**Problem statement:** Find every line in the listing that contains the string "target" and copy each of those lines out unchanged, in their original order.

======== Supplied material

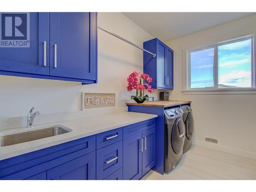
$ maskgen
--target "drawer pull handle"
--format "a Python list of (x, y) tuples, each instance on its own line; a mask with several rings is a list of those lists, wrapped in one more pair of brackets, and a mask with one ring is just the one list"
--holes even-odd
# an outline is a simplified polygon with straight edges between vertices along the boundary
[(139, 150), (140, 152), (143, 152), (143, 139), (142, 138), (139, 138), (139, 139), (141, 141), (141, 150), (140, 150), (139, 148)]
[(109, 163), (111, 163), (112, 162), (113, 162), (114, 161), (117, 160), (117, 159), (118, 159), (118, 157), (114, 157), (114, 158), (111, 159), (109, 161), (104, 161), (104, 162), (105, 164), (109, 164)]
[(57, 44), (54, 44), (54, 68), (57, 68)]
[(143, 150), (146, 151), (146, 137), (142, 136), (142, 137), (145, 139), (145, 148)]
[(111, 139), (115, 138), (117, 137), (118, 137), (118, 135), (115, 134), (115, 135), (112, 135), (112, 136), (110, 136), (109, 137), (104, 137), (104, 139), (105, 139), (105, 140), (110, 140)]
[(46, 67), (46, 41), (44, 41), (44, 67)]

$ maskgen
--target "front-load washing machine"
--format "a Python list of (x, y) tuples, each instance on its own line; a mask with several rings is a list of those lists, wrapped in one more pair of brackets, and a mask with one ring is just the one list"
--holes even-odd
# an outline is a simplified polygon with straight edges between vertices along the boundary
[(164, 110), (164, 172), (169, 173), (183, 154), (185, 125), (179, 108)]
[(194, 133), (194, 119), (192, 108), (189, 105), (181, 106), (183, 112), (183, 121), (185, 124), (185, 141), (184, 143), (183, 153), (186, 153), (192, 144), (192, 138)]

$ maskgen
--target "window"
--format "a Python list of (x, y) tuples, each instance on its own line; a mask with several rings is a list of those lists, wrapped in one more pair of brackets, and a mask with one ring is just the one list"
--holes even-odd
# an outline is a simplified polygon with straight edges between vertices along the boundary
[(252, 88), (253, 37), (188, 51), (188, 89)]

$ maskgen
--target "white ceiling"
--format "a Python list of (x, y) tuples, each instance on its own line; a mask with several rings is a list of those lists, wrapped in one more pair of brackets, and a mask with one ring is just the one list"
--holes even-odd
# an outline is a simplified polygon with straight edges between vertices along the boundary
[(123, 13), (154, 37), (163, 41), (180, 37), (252, 13)]

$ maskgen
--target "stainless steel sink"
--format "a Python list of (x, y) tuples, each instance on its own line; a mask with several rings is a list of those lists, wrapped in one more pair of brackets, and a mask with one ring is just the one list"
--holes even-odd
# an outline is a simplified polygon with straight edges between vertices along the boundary
[(70, 132), (72, 130), (61, 126), (53, 126), (0, 137), (0, 147), (14, 145)]

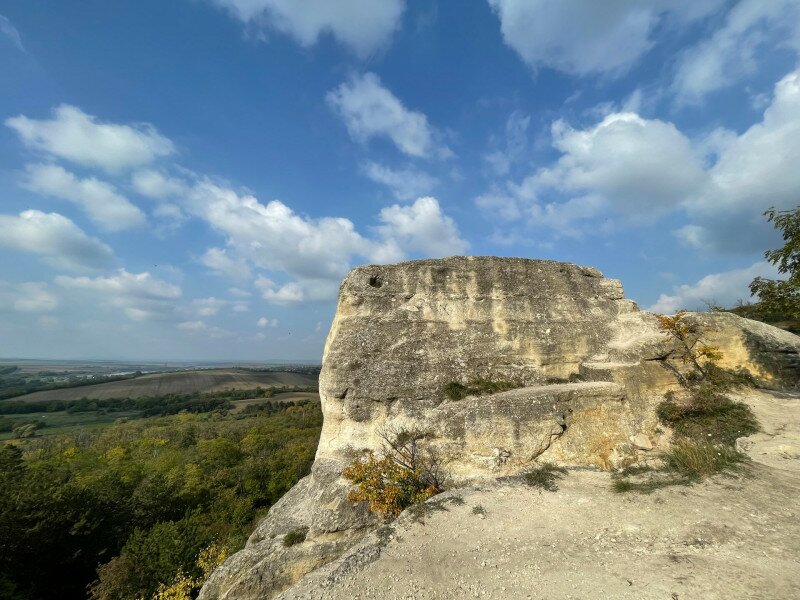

================

**Output:**
--target "drawer pull handle"
--target "front-load washing machine"
--target "window"
--target "white ceiling"
--target "stainless steel sink"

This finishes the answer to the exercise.